Leader of the Zealot Faction

Personal details
- Died: 70 CE Jerusalem, Judaea
- Party: Zealots
- Known for: Leading the Zealots in civil war during the Jewish Revolt

= Eleazar ben Simon =

1st century CE Zealot leader

Eleazar ben Simon (אלעזר בן שמעון) was a Zealot leader during the First Jewish-Roman War who fought against the armies of Cestius Gallus, Vespasian, and Titus Flavius. From the onset of the war in 66 CE until the destruction of the temple in 70 CE, he fought vehemently against the Roman garrisons in Judea and against his fellow Jewish political opponents in order to establish an independent Jewish state at Jerusalem. Although the Jewish defeat at Jerusalem cannot be entirely attributed to Eleazar ben Simon, his inability to establish unity with John of Gischala and Simon bar Giora resulted in a bitter civil war that weakened the Jewish resistance against Rome. Eleazar ben Simon and his Zealots' radical anti-Roman policies and eradication of the moderate temple aristocracy from Jerusalem in 67 CE also prevented any peaceful agreement with Rome to avoid the death and destruction which ensued in 70 CE.

==Disambiguation==
Despite the common misconception, Eleazar ben Simon the Zealot is not the same person as Eleazar ben Ya'ir, the Sicarii leader at Masada. In Josephus' Bellum Judaicum, the primary source of the First Jewish-Roman War, important historical figures are introduced with their patrimonial name when they first appear, and addressed by first name in all following appearances. Since an "Eleazar, son of Simon" and an "Eleasar, son of Ya'ir" are introduced separately with their patrimonial name, Josephus intends to distinguish the two leaders as separate persons.

□ □ □

◆ REQUESTS ◆
- A) According to the passage on Eleazar ben Simon, which two leaders was he unable to establish unity with?
- B) Continue the article on Eleazar ben Simon above from its last sentence.

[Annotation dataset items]

□ □ □

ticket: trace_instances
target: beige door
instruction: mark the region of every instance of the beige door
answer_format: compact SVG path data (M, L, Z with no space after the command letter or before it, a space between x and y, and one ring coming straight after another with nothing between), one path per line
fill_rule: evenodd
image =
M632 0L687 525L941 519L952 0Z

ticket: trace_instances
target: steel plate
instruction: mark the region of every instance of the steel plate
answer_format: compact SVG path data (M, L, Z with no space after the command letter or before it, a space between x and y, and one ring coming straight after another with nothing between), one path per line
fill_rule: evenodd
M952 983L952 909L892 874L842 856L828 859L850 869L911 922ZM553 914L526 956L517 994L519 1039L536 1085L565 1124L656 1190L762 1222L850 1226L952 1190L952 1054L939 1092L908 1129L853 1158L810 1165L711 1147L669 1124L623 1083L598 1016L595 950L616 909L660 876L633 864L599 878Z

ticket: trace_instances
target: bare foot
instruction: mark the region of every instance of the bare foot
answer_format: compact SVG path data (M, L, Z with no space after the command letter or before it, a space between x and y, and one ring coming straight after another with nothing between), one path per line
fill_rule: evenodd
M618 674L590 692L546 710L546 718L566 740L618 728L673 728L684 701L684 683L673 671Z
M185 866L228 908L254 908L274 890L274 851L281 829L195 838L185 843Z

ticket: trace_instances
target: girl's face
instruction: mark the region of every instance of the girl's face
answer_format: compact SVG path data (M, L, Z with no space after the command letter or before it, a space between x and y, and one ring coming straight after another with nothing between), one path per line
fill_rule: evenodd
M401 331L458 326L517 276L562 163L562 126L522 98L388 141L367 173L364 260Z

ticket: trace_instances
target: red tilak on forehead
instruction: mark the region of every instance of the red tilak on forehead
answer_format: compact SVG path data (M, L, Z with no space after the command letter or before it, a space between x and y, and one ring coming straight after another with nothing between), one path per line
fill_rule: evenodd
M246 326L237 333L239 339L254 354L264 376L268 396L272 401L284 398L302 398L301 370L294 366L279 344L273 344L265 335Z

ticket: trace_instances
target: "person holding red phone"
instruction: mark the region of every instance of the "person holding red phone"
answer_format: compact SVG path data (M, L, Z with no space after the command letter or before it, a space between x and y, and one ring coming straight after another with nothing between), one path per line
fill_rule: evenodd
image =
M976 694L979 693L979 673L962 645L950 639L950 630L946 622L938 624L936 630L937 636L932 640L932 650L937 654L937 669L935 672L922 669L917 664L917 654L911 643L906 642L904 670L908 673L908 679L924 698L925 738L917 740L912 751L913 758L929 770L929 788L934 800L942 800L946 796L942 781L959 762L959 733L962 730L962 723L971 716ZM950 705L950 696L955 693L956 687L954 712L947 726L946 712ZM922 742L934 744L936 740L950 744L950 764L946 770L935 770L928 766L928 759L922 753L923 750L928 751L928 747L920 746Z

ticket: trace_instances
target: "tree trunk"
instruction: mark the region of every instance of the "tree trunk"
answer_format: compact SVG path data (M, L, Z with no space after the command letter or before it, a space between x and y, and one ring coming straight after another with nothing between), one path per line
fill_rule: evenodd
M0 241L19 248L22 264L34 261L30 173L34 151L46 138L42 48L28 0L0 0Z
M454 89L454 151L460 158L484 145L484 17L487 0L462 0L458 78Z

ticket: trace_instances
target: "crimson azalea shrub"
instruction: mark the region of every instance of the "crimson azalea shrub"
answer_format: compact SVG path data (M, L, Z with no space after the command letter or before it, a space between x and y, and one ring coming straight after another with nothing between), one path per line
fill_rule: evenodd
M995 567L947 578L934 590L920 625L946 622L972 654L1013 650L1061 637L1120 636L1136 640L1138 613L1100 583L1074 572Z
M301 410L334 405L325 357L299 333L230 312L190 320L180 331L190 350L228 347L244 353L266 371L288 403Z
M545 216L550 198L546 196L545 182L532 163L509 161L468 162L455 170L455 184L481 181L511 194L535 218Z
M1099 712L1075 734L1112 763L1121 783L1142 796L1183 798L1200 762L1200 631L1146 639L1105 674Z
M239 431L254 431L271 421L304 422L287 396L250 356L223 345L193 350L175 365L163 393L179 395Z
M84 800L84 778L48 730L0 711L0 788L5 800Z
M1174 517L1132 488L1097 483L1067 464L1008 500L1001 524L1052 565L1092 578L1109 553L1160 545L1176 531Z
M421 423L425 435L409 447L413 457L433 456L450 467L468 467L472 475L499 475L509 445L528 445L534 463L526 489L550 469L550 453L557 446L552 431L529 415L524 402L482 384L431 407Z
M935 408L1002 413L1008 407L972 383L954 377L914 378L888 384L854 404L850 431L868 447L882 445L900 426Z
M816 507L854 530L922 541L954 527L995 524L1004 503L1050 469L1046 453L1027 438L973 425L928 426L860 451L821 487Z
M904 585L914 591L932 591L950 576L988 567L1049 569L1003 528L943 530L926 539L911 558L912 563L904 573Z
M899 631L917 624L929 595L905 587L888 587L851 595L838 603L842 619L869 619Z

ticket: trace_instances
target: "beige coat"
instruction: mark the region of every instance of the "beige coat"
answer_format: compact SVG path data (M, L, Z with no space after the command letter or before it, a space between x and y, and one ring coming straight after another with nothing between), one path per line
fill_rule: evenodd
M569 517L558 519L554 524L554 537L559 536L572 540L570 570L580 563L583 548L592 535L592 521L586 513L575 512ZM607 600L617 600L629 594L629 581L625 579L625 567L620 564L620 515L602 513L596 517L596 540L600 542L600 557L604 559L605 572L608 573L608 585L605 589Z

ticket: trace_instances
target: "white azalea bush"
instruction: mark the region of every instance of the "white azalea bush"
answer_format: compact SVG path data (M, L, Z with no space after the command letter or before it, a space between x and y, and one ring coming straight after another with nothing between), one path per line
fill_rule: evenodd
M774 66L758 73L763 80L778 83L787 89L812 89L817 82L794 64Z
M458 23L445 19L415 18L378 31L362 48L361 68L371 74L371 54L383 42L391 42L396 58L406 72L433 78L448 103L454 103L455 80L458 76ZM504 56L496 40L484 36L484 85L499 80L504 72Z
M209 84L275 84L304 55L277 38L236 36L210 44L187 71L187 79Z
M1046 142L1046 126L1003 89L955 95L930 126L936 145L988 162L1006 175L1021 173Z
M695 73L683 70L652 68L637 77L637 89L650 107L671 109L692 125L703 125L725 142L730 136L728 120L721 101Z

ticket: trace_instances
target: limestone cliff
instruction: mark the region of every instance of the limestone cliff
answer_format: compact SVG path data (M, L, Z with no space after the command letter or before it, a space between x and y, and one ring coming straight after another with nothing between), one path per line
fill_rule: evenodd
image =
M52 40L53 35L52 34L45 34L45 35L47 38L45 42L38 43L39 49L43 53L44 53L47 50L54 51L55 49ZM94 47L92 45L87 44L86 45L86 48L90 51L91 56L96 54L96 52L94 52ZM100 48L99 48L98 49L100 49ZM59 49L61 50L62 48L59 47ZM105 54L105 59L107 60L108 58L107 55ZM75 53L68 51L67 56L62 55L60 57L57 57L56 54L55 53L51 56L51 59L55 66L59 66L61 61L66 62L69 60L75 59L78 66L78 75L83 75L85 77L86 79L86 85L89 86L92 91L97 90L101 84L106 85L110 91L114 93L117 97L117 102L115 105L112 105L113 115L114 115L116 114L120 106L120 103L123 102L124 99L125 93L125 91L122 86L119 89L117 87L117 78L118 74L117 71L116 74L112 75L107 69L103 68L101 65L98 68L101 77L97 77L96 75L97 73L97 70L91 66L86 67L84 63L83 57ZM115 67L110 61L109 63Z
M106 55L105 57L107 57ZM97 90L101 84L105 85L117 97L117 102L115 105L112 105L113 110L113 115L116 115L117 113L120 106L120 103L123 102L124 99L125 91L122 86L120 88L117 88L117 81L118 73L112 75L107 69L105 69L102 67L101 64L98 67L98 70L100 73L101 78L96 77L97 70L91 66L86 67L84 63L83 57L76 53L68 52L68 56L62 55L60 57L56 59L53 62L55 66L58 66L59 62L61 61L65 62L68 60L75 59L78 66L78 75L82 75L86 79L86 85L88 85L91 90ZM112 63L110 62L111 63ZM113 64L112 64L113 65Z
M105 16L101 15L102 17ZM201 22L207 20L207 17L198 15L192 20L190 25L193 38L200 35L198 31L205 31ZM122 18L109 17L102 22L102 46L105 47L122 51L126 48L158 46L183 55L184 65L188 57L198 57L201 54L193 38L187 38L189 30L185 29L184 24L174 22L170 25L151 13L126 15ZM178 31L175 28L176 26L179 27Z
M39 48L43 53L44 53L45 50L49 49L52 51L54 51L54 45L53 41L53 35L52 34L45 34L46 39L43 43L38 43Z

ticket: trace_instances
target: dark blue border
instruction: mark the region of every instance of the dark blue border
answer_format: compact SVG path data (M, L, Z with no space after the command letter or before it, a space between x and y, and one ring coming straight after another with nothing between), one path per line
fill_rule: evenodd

□ □ □

◆ ANSWERS TO EACH TASK ◆
- A) John of Gischala and Simon bar Giora.

- B)
== Early life ==
Historical evidence of Eleazar arises in 66 CE, when he participated in crushing Cestius Gallus' Legio XII Fulminata at Beit-Horon. Yet prior to this encounter, little is known about his early life and rise to power. It can be inferred, however, from the geopolitical scene of Roman Judaea in the first century CE that he grew up in Galilee, the center of Zealotry. Zealots were shunned by the High Priesthood in Jerusalem prior to the revolt. This disunity with other sects of Judaism confined Zealotry to its birthplace in Galilee. Yet when the revolt broke out in 66 CE, the Galilean zealots fled the Roman massacres and sought refuge in the last major Jewish stronghold: Jerusalem. Since Eleazar was placed in command of a large army of Jews in the battle against Cestius' Legio, he had already risen to a position of power in the priesthood prior to his military success.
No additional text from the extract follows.